** START OF Items **

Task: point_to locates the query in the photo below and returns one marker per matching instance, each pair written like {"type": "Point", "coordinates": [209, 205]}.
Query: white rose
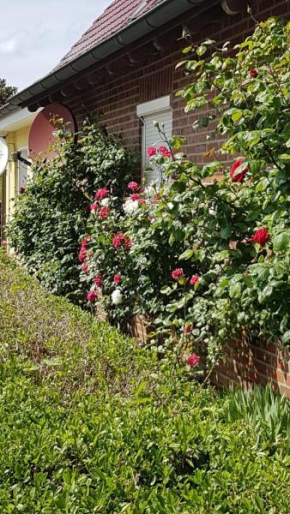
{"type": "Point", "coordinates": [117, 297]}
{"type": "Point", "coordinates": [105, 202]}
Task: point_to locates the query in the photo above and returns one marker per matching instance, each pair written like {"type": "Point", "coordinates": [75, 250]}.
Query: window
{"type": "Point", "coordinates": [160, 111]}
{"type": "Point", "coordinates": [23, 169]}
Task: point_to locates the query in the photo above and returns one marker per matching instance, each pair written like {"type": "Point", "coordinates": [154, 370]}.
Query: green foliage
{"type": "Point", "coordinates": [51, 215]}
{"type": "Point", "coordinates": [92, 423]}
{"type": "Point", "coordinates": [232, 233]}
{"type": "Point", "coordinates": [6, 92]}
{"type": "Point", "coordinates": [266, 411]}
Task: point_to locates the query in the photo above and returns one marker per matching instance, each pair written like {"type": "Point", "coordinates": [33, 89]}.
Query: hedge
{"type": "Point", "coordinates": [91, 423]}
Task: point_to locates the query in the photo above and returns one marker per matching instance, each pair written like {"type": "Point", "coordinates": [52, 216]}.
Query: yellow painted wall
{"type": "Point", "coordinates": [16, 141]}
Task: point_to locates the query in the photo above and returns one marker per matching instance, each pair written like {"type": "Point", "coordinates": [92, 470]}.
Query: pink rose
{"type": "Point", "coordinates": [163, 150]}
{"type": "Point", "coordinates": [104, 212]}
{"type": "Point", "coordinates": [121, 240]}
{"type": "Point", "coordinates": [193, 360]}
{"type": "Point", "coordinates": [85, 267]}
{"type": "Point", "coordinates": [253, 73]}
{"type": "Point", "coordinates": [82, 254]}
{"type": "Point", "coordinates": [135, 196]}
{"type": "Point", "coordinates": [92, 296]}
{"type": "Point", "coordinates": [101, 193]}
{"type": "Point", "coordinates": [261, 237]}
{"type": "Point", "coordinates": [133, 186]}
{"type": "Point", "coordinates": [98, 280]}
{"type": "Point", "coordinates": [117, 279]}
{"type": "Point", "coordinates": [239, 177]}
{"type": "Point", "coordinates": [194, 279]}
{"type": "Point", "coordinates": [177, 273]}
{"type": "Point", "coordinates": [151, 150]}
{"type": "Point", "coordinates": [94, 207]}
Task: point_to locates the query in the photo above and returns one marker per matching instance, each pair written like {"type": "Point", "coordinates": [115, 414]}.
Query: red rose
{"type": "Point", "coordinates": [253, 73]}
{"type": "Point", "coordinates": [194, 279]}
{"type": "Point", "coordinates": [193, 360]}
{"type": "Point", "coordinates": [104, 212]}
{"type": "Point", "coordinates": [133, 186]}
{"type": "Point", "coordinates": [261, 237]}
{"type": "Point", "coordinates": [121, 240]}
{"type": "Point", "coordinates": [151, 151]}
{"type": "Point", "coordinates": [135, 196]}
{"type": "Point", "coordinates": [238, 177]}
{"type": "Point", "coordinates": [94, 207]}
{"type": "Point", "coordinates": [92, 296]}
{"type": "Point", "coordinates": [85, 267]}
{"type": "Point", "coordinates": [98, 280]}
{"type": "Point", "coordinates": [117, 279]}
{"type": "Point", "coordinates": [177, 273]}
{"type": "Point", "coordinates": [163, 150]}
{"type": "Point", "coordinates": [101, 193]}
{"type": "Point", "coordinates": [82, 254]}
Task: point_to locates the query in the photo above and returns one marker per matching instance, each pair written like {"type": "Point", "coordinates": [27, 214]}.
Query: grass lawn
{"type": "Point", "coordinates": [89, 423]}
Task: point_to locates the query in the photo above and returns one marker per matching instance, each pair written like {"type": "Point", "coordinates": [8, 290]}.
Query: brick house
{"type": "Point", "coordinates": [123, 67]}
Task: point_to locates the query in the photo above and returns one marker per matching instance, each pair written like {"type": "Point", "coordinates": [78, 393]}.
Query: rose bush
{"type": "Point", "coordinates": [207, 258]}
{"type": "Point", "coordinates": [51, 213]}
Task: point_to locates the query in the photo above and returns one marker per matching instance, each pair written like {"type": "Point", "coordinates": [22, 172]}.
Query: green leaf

** END OF Items **

Aim -> How many lines in the listing above contain the word "rose"? Reply with the number alone.

Task answer -> 4